By Jonathan Allen
(Reuters) - The U.S. Department of Justice has rescheduled the execution of Lisa Montgomery, a convicted murderer and the only woman on federal death row, to take place on Jan. 12, a few days before Joe Biden is due to be inaugurated as president of the United States.
Last week, a federal judge temporarily delayed the execution of Montgomery, which had been set for Dec. 8, to allow her two lead lawyers time to recover from COVID-19 in order to file a clemency petition asking President Donald Trump to commute the sentence to life in prison.
In his order, Judge Randolph Moss of the U.S. District Court in Washington ordered the Justice Department to not execute Montgomery before Dec. 31. The Justice Department filed a notice of the new Jan. 12 execution date with the court on Monday.
Trump's administration resumed carrying out executions earlier this year after a 17-year hiatus, although a dwindling number of state governments have continued to do so throughout.
The federal government executed eight convicted murderers this year, the most federal executions in a single year since at least the 1920s, according to a database compiled by the Death Penalty Information Center.
Montgomery would be the first women to be executed by the federal government since 1953.
Besides that of Montgomery, Trump's administration has scheduled four other executions before the Jan. 20 inauguration following the Nov. 3 elections.

::::

Required work:
[1] In the news report, before what date did Judge Randolph Moss order the Justice Department not to execute Montgomery?
[2] Repeat the stretch of the news report from "The federal government executed" through "Penalty Information Center." word for word.

Records:
::::

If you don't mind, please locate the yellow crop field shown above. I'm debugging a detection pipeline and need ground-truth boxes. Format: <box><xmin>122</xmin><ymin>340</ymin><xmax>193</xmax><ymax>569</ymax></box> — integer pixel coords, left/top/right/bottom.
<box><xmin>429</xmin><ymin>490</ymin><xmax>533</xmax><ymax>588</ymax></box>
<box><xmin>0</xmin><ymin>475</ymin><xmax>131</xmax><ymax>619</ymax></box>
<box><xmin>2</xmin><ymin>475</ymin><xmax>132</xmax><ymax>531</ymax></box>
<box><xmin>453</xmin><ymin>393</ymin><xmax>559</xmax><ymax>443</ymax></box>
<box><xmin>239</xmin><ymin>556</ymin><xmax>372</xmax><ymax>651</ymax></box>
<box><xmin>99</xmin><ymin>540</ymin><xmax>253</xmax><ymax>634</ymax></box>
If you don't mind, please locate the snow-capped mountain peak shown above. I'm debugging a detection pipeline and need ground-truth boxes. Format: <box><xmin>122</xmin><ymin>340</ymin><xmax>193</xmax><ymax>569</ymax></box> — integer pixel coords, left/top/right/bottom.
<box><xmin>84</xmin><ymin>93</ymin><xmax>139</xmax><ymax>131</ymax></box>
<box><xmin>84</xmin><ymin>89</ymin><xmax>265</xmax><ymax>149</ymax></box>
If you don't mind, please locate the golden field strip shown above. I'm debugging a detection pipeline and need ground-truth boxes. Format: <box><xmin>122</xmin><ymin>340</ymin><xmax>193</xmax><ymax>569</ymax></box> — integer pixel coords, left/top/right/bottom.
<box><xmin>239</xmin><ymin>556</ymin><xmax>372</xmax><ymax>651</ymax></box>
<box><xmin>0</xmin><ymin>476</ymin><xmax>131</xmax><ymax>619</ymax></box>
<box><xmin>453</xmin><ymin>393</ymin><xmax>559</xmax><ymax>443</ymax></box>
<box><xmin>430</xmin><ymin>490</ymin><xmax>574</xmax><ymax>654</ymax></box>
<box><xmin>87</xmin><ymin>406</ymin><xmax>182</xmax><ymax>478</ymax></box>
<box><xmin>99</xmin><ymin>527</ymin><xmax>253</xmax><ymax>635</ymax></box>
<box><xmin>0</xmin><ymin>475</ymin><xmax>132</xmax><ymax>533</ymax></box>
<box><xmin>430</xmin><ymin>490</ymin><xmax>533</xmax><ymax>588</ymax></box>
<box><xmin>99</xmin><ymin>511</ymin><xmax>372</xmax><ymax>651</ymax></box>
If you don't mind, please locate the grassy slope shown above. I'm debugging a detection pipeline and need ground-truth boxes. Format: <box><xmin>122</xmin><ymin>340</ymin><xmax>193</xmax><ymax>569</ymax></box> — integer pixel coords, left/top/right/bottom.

::::

Answers for the tasks:
[1] Dec. 31

[2]
The federal government executed eight convicted murderers this year, the most federal executions in a single year since at least the 1920s, according to a database compiled by the Death Penalty Information Center.